[Start of Attachment]

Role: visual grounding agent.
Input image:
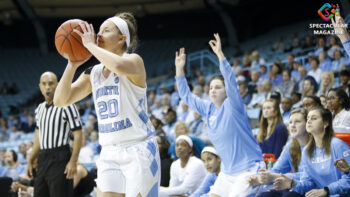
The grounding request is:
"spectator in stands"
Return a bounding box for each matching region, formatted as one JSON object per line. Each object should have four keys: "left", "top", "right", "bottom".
{"left": 269, "top": 63, "right": 283, "bottom": 86}
{"left": 0, "top": 150, "right": 26, "bottom": 181}
{"left": 338, "top": 69, "right": 350, "bottom": 96}
{"left": 159, "top": 135, "right": 206, "bottom": 196}
{"left": 291, "top": 61, "right": 301, "bottom": 82}
{"left": 190, "top": 146, "right": 221, "bottom": 197}
{"left": 156, "top": 135, "right": 172, "bottom": 187}
{"left": 281, "top": 97, "right": 293, "bottom": 126}
{"left": 150, "top": 116, "right": 166, "bottom": 136}
{"left": 294, "top": 66, "right": 307, "bottom": 94}
{"left": 327, "top": 36, "right": 342, "bottom": 58}
{"left": 290, "top": 33, "right": 300, "bottom": 50}
{"left": 242, "top": 55, "right": 251, "bottom": 76}
{"left": 314, "top": 36, "right": 327, "bottom": 57}
{"left": 302, "top": 96, "right": 321, "bottom": 112}
{"left": 302, "top": 35, "right": 314, "bottom": 49}
{"left": 327, "top": 88, "right": 350, "bottom": 131}
{"left": 277, "top": 70, "right": 294, "bottom": 98}
{"left": 251, "top": 51, "right": 266, "bottom": 70}
{"left": 291, "top": 92, "right": 302, "bottom": 110}
{"left": 0, "top": 122, "right": 9, "bottom": 142}
{"left": 231, "top": 58, "right": 241, "bottom": 74}
{"left": 0, "top": 149, "right": 6, "bottom": 166}
{"left": 248, "top": 108, "right": 310, "bottom": 196}
{"left": 87, "top": 131, "right": 100, "bottom": 155}
{"left": 168, "top": 121, "right": 206, "bottom": 160}
{"left": 248, "top": 80, "right": 268, "bottom": 109}
{"left": 192, "top": 85, "right": 204, "bottom": 98}
{"left": 332, "top": 50, "right": 347, "bottom": 73}
{"left": 273, "top": 107, "right": 350, "bottom": 196}
{"left": 188, "top": 111, "right": 204, "bottom": 137}
{"left": 317, "top": 72, "right": 334, "bottom": 97}
{"left": 162, "top": 108, "right": 177, "bottom": 143}
{"left": 170, "top": 84, "right": 180, "bottom": 107}
{"left": 21, "top": 114, "right": 36, "bottom": 133}
{"left": 8, "top": 124, "right": 24, "bottom": 142}
{"left": 177, "top": 101, "right": 194, "bottom": 125}
{"left": 272, "top": 36, "right": 285, "bottom": 52}
{"left": 260, "top": 65, "right": 269, "bottom": 81}
{"left": 257, "top": 99, "right": 288, "bottom": 159}
{"left": 302, "top": 77, "right": 318, "bottom": 98}
{"left": 0, "top": 82, "right": 9, "bottom": 95}
{"left": 307, "top": 56, "right": 322, "bottom": 84}
{"left": 238, "top": 81, "right": 252, "bottom": 105}
{"left": 151, "top": 96, "right": 164, "bottom": 120}
{"left": 18, "top": 143, "right": 27, "bottom": 165}
{"left": 319, "top": 95, "right": 327, "bottom": 109}
{"left": 78, "top": 129, "right": 94, "bottom": 164}
{"left": 285, "top": 54, "right": 295, "bottom": 70}
{"left": 248, "top": 70, "right": 260, "bottom": 94}
{"left": 318, "top": 51, "right": 332, "bottom": 72}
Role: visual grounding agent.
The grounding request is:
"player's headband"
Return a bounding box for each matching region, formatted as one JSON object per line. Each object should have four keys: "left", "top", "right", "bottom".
{"left": 107, "top": 16, "right": 130, "bottom": 48}
{"left": 201, "top": 146, "right": 219, "bottom": 157}
{"left": 176, "top": 135, "right": 193, "bottom": 147}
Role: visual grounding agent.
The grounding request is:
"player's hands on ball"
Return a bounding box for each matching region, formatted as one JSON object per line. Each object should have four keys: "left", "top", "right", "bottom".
{"left": 64, "top": 160, "right": 77, "bottom": 179}
{"left": 74, "top": 22, "right": 96, "bottom": 48}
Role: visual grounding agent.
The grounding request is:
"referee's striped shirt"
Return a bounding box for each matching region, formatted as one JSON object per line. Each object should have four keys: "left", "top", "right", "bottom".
{"left": 35, "top": 102, "right": 82, "bottom": 150}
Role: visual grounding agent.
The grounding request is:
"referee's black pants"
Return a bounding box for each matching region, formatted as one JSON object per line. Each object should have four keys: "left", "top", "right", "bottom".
{"left": 34, "top": 145, "right": 73, "bottom": 197}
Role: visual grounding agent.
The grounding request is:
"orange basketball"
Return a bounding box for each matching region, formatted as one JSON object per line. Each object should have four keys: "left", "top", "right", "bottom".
{"left": 55, "top": 19, "right": 92, "bottom": 62}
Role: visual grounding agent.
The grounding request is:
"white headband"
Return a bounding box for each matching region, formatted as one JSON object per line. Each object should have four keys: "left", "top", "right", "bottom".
{"left": 107, "top": 16, "right": 130, "bottom": 47}
{"left": 201, "top": 146, "right": 219, "bottom": 157}
{"left": 176, "top": 135, "right": 193, "bottom": 147}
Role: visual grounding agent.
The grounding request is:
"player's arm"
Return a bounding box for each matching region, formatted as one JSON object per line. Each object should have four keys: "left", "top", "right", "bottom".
{"left": 74, "top": 22, "right": 146, "bottom": 87}
{"left": 65, "top": 129, "right": 82, "bottom": 179}
{"left": 26, "top": 129, "right": 40, "bottom": 178}
{"left": 54, "top": 65, "right": 92, "bottom": 107}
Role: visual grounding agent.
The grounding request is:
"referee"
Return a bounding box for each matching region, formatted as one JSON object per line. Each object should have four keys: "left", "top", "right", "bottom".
{"left": 26, "top": 71, "right": 82, "bottom": 197}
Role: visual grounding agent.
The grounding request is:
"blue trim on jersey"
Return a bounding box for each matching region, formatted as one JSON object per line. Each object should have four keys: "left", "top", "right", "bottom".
{"left": 150, "top": 159, "right": 158, "bottom": 177}
{"left": 139, "top": 110, "right": 149, "bottom": 124}
{"left": 147, "top": 141, "right": 157, "bottom": 156}
{"left": 146, "top": 182, "right": 159, "bottom": 197}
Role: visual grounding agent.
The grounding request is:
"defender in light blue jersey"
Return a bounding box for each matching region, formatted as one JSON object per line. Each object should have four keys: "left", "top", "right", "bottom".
{"left": 175, "top": 33, "right": 263, "bottom": 196}
{"left": 273, "top": 107, "right": 350, "bottom": 196}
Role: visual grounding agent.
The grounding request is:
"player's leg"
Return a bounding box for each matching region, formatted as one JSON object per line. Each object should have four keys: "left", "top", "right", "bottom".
{"left": 121, "top": 137, "right": 160, "bottom": 197}
{"left": 95, "top": 146, "right": 127, "bottom": 197}
{"left": 97, "top": 188, "right": 125, "bottom": 197}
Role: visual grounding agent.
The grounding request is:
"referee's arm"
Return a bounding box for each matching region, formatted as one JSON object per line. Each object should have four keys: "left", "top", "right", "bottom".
{"left": 26, "top": 129, "right": 40, "bottom": 178}
{"left": 65, "top": 128, "right": 82, "bottom": 179}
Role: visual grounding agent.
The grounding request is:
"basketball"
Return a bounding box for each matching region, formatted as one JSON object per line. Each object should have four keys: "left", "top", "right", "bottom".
{"left": 55, "top": 19, "right": 92, "bottom": 62}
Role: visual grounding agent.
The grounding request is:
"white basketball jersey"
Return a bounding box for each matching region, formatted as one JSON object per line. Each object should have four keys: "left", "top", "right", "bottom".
{"left": 90, "top": 63, "right": 154, "bottom": 146}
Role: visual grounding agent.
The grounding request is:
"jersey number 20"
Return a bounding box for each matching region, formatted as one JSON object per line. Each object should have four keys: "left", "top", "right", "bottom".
{"left": 98, "top": 99, "right": 119, "bottom": 119}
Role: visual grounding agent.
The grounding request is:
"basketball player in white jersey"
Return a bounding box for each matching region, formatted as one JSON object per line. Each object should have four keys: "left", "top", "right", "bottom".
{"left": 54, "top": 12, "right": 160, "bottom": 197}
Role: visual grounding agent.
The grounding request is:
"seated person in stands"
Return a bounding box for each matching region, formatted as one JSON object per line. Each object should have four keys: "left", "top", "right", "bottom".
{"left": 248, "top": 108, "right": 310, "bottom": 196}
{"left": 0, "top": 150, "right": 26, "bottom": 181}
{"left": 327, "top": 88, "right": 350, "bottom": 130}
{"left": 168, "top": 121, "right": 206, "bottom": 160}
{"left": 160, "top": 135, "right": 207, "bottom": 197}
{"left": 257, "top": 99, "right": 289, "bottom": 159}
{"left": 156, "top": 135, "right": 173, "bottom": 187}
{"left": 272, "top": 107, "right": 350, "bottom": 196}
{"left": 302, "top": 95, "right": 321, "bottom": 112}
{"left": 190, "top": 146, "right": 221, "bottom": 197}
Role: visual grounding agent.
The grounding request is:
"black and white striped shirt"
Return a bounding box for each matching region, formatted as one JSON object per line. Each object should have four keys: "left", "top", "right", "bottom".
{"left": 35, "top": 102, "right": 82, "bottom": 150}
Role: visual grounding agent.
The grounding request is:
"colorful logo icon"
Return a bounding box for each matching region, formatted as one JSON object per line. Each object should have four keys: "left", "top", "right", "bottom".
{"left": 318, "top": 3, "right": 339, "bottom": 21}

[End of Attachment]

• _WHAT TO WORK ON_: Using the material above, gather every line that includes "player".

• _COMPLETED TASK_:
"player's headband"
"player's hands on ball"
"player's arm"
"player's leg"
"basketball player in white jersey"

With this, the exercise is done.